Why Keep Your Body? Help Yourself to Big Muscles, Cyborg Limbs, and a Big Booty | Science Not Fiction

Colonel Quaritch with his best friend
Colonel Quaritch and his exoskeleton from Avatar

Science fiction is sometimes a playground to explore what it would be like to have a different body. Most recently, in Avatar and Iron Man 2 we saw people joined to exoskeletons, which are being developed in real life for the military and for rehabilitation. The biomechanics of these exoskeletons are a close mimic of our own but with much more power or size. In Avatar, we also witnessed people experience the novelty of inhabiting a three-meter-tall blue body with movable ears and a neural interface that conveniently doubles as a tail.

But why wait for the shapeshifting future? Corsets and girdles are the best known types of “foundation garments” or “shapewear,” but for me at least, they are more Jane Eyre than Madonna, despite the latter’s use of them in her performances over the past twenty years.

For those who actually use shapewear on a day-to-day basis, the most common types must be the padded bra and shoulder pads. But the past week highlighted two new ways of changing the shape of our body. The first was in a Wall Street Journal article by Rachel Dodes on padded panties that promise to give Beyoncé-level gluteus maximi to the large behind-inclined; the second is from Sylvester Stallone’s comment that “action movies changed radically when it became possible to Velcro your muscles on.”
:::
- _TASK BRIEF_: Reproduce, word for word, the part of the body-shape article that opens with the words "Science fiction is" and closes with "doubles as a tail.".
:::
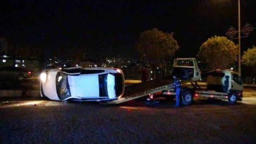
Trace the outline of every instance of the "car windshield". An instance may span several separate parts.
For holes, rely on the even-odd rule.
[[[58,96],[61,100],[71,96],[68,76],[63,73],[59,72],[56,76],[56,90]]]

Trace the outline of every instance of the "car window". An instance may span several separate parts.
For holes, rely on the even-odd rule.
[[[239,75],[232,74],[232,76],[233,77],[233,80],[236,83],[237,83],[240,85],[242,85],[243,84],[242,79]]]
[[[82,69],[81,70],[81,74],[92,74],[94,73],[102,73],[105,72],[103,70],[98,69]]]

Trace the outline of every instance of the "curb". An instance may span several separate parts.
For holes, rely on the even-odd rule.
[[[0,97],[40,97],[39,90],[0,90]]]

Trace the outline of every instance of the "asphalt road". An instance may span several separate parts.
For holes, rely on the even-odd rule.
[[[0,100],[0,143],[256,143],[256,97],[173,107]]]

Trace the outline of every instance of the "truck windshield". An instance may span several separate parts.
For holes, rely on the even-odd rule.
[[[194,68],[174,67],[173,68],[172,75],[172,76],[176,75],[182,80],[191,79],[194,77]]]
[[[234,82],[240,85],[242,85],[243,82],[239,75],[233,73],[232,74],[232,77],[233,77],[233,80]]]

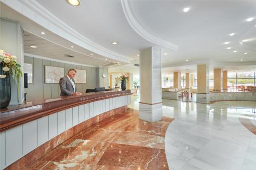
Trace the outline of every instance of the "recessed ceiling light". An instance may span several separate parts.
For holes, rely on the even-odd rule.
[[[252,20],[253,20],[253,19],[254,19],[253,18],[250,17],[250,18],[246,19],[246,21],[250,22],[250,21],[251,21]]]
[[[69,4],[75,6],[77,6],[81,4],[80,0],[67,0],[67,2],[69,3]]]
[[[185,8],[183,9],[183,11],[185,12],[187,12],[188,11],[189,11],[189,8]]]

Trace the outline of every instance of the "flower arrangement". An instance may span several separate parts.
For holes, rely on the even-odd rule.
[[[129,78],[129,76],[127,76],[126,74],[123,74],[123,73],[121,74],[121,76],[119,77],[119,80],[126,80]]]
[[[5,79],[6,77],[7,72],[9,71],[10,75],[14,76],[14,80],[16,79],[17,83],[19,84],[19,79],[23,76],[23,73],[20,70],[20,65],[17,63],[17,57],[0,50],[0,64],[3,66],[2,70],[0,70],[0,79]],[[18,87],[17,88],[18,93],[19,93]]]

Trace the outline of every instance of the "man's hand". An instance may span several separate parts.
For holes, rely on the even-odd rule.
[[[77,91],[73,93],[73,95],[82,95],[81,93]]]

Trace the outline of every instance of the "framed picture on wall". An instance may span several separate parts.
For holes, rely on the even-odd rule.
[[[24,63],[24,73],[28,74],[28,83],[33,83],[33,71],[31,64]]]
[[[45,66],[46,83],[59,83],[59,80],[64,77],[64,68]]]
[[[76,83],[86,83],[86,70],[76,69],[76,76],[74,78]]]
:::
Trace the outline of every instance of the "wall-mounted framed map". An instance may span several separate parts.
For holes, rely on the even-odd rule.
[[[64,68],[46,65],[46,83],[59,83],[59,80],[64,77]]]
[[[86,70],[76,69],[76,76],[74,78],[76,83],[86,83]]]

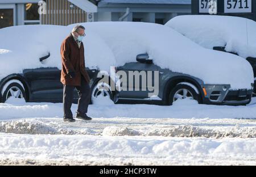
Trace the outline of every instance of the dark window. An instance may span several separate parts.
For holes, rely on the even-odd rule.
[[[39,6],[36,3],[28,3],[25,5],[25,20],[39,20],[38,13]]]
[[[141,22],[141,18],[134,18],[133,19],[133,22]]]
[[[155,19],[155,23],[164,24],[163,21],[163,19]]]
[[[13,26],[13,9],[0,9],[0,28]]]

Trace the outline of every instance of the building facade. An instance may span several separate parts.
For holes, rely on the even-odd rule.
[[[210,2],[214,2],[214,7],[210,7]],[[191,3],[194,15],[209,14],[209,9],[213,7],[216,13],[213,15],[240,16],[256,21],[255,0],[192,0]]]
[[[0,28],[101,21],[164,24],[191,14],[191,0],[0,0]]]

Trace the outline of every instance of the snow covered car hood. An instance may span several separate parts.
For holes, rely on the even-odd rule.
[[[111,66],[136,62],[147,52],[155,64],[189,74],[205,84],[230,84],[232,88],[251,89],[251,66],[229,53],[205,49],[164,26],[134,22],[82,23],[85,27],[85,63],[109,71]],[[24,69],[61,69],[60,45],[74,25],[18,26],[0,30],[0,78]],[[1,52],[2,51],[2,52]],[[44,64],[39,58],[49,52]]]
:::
- _WRITTEN SOLUTION_:
Science fiction is sometimes a playground to explore what it would be like to have a different body. Most recently, in Avatar and Iron Man 2 we saw people joined to exoskeletons, which are being developed in real life for the military and for rehabilitation. The biomechanics of these exoskeletons are a close mimic of our own but with much more power or size. In Avatar, we also witnessed people experience the novelty of inhabiting a three-meter-tall blue body with movable ears and a neural interface that conveniently doubles as a tail.